#### Records for this exercise:
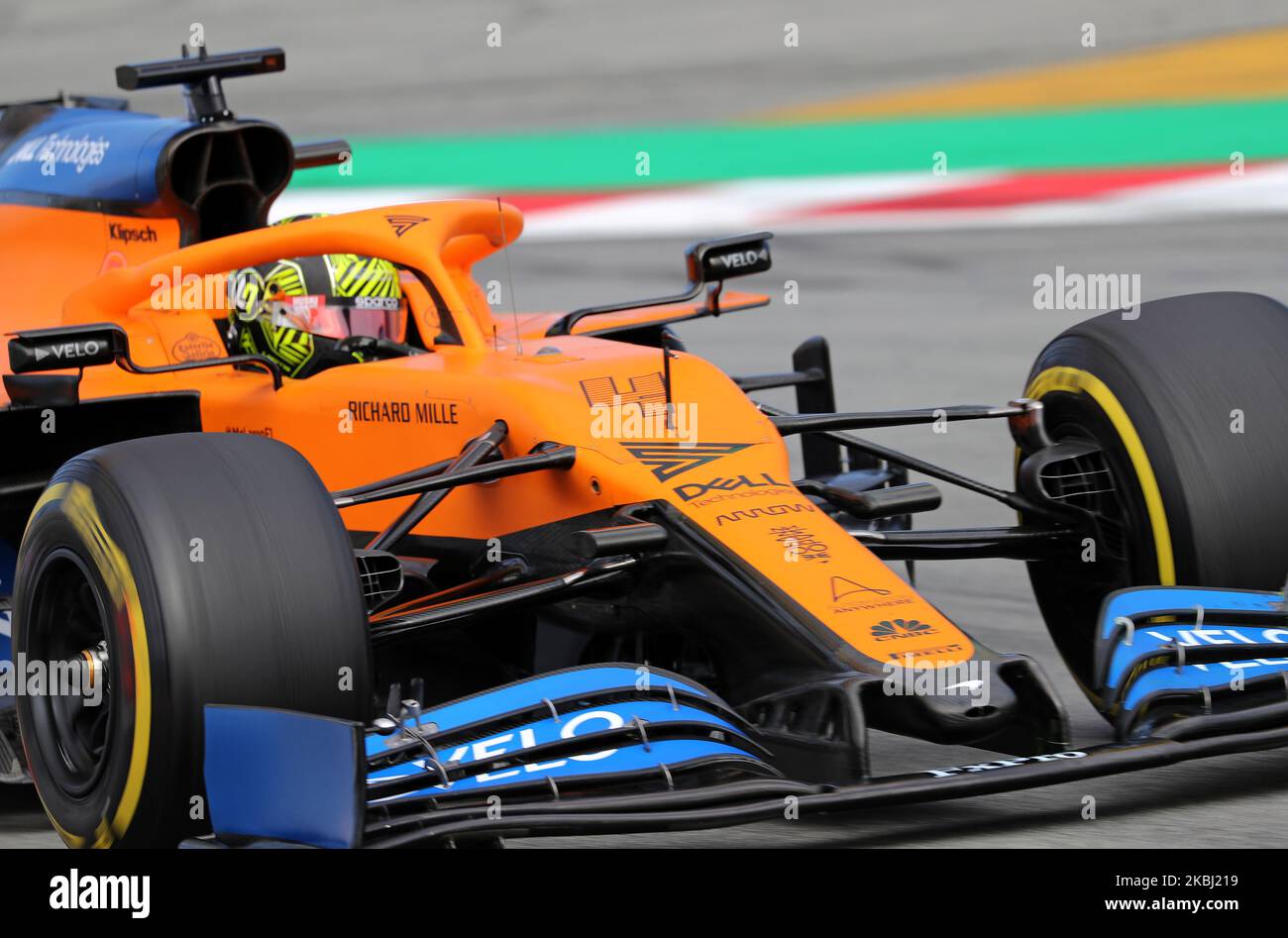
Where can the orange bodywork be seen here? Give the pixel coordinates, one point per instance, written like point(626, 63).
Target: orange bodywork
point(366, 422)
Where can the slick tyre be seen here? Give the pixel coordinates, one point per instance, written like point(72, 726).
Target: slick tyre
point(176, 571)
point(1189, 406)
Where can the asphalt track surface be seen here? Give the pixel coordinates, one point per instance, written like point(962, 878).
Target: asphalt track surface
point(914, 320)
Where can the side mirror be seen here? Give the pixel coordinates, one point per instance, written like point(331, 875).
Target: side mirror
point(739, 256)
point(67, 347)
point(709, 261)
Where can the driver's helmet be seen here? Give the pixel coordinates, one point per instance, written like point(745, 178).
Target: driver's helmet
point(310, 313)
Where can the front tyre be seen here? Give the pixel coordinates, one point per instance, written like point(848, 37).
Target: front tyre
point(1189, 407)
point(171, 573)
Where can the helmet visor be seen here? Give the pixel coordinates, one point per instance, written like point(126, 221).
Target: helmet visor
point(339, 317)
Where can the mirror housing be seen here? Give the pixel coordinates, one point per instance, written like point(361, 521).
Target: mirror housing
point(738, 256)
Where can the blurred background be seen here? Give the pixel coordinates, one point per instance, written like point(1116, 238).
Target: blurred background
point(921, 163)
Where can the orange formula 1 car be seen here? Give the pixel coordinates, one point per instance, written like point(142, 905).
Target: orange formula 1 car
point(557, 560)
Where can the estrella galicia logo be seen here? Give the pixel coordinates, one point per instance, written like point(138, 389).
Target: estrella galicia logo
point(694, 489)
point(889, 629)
point(671, 459)
point(130, 234)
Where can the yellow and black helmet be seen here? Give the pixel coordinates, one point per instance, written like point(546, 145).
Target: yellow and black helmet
point(301, 311)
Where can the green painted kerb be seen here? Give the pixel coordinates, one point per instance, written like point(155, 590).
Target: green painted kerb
point(608, 158)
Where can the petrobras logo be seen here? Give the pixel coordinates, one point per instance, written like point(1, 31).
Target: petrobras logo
point(56, 150)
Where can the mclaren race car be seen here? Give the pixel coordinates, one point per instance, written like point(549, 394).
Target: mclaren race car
point(484, 581)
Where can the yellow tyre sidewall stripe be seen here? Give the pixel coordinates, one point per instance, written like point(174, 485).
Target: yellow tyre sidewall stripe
point(1078, 381)
point(112, 566)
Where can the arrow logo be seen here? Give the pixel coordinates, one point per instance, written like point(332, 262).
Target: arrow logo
point(671, 459)
point(842, 587)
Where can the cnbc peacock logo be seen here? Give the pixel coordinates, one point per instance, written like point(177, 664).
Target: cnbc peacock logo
point(892, 629)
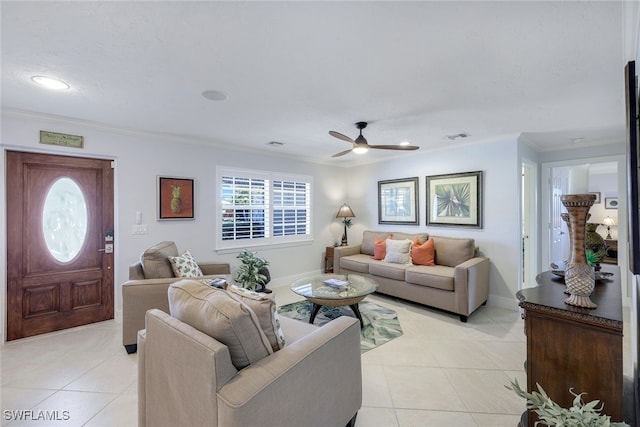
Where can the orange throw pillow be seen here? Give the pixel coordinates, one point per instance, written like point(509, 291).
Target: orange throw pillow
point(423, 254)
point(380, 248)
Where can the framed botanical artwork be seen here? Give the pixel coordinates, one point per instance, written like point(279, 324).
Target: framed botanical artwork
point(455, 200)
point(175, 198)
point(398, 201)
point(611, 203)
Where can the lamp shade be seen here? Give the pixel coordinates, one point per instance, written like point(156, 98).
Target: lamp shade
point(345, 212)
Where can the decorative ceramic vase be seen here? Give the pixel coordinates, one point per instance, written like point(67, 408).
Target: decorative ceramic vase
point(579, 276)
point(595, 243)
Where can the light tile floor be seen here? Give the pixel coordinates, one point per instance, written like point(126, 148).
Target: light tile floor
point(441, 372)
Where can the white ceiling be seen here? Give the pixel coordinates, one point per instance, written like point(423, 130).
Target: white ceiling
point(417, 71)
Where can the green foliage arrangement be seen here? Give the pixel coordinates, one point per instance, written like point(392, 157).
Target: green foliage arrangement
point(248, 274)
point(551, 414)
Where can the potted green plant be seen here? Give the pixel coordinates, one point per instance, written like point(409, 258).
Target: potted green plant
point(250, 274)
point(549, 413)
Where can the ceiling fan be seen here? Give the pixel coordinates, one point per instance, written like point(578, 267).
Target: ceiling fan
point(361, 146)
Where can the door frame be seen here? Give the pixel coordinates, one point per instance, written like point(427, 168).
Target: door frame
point(3, 224)
point(623, 256)
point(530, 227)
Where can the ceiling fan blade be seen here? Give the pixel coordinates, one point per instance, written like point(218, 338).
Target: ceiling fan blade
point(342, 153)
point(395, 147)
point(340, 136)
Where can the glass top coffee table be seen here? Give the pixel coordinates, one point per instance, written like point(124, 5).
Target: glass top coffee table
point(347, 289)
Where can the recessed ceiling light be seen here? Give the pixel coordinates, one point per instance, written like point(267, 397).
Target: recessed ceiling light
point(458, 135)
point(50, 83)
point(215, 95)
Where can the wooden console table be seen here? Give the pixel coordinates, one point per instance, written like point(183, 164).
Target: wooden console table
point(574, 347)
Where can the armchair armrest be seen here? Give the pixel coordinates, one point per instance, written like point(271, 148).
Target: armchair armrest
point(324, 366)
point(138, 296)
point(471, 284)
point(340, 251)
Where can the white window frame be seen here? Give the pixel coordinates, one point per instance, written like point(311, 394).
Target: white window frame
point(269, 178)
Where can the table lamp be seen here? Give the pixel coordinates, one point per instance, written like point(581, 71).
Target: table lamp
point(345, 212)
point(608, 221)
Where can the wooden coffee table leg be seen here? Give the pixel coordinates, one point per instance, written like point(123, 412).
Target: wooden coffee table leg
point(314, 312)
point(356, 311)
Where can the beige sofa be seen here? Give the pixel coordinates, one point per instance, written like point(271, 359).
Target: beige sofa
point(147, 287)
point(458, 283)
point(187, 378)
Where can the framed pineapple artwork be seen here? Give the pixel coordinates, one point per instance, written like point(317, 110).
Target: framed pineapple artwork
point(175, 198)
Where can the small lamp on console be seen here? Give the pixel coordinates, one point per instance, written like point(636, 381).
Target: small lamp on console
point(345, 213)
point(608, 221)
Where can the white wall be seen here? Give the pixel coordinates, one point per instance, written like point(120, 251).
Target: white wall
point(498, 239)
point(140, 158)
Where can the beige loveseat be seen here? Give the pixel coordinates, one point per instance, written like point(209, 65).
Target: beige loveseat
point(188, 378)
point(147, 287)
point(459, 282)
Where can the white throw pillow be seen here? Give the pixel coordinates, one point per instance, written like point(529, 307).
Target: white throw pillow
point(398, 251)
point(185, 265)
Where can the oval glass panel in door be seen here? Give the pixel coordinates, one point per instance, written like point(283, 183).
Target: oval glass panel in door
point(64, 219)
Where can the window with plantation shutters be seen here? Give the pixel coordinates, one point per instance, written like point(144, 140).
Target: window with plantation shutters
point(261, 208)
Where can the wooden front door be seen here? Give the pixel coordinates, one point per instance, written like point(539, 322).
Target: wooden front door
point(59, 242)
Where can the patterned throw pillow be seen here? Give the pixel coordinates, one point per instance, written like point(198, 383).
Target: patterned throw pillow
point(398, 251)
point(185, 265)
point(423, 254)
point(380, 248)
point(264, 305)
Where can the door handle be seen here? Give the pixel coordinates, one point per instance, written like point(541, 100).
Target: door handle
point(108, 249)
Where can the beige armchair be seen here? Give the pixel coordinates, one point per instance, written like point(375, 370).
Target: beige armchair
point(147, 287)
point(187, 378)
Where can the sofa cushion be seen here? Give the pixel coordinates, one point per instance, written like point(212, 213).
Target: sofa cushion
point(185, 265)
point(423, 254)
point(359, 262)
point(380, 248)
point(398, 251)
point(388, 270)
point(264, 305)
point(214, 312)
point(434, 277)
point(452, 251)
point(422, 237)
point(368, 240)
point(155, 260)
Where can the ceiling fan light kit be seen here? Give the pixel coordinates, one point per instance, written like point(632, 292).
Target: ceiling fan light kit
point(361, 146)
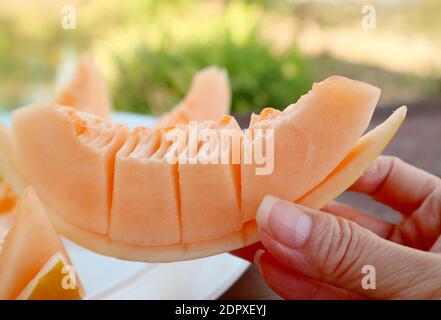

#### What you have to do:
Reproduce verbatim everything in the entries above from the line containing "Where can the framed pineapple" down to the line containing "point(459, 282)", including both of those lines.

#### Finished exercise:
Where can the framed pineapple artwork be seen here? Give the pixel coordinates, one point per instance, written like point(317, 110).
Target: framed pineapple artwork
point(175, 198)
Where can the small lamp on console be seen here? Give the pixel coordinates, one point per instance, written like point(636, 381).
Target: small lamp on console
point(345, 213)
point(608, 221)
Where can the white wall be seen here? Give the pixel coordinates, one point per instance, written like point(120, 251).
Target: white wall
point(498, 239)
point(140, 158)
Where can the beige loveseat be seen here? Give the pixel coordinates, one point per instance, written like point(209, 65).
Target: beige loveseat
point(188, 378)
point(147, 287)
point(459, 282)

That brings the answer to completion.